* Begin Listed entries *

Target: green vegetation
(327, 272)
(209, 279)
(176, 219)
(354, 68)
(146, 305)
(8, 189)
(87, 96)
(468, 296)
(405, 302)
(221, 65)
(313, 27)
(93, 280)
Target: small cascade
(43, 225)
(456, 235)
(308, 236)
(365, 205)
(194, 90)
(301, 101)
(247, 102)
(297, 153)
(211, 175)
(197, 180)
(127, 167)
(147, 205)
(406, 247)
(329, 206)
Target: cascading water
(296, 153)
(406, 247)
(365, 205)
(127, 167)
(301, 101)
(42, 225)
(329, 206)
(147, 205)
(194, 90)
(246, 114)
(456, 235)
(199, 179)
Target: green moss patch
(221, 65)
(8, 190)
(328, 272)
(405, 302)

* End Listed entries *

#### [Your objective]
Can you reproduce all of the records above, line for line, with nothing changed?

#### [Solution to the exercise]
Target: green vegetation
(327, 272)
(209, 279)
(176, 219)
(354, 68)
(146, 305)
(8, 189)
(87, 96)
(468, 296)
(405, 302)
(221, 65)
(313, 27)
(93, 280)
Target: small cascade
(43, 225)
(456, 235)
(308, 236)
(365, 205)
(194, 90)
(301, 101)
(247, 102)
(297, 153)
(211, 175)
(197, 180)
(127, 167)
(147, 205)
(406, 247)
(329, 206)
Target: cascading water
(296, 153)
(406, 247)
(365, 205)
(127, 167)
(301, 101)
(42, 225)
(329, 206)
(147, 205)
(194, 90)
(246, 114)
(456, 235)
(199, 179)
Target: green moss patch
(221, 65)
(8, 190)
(328, 272)
(405, 302)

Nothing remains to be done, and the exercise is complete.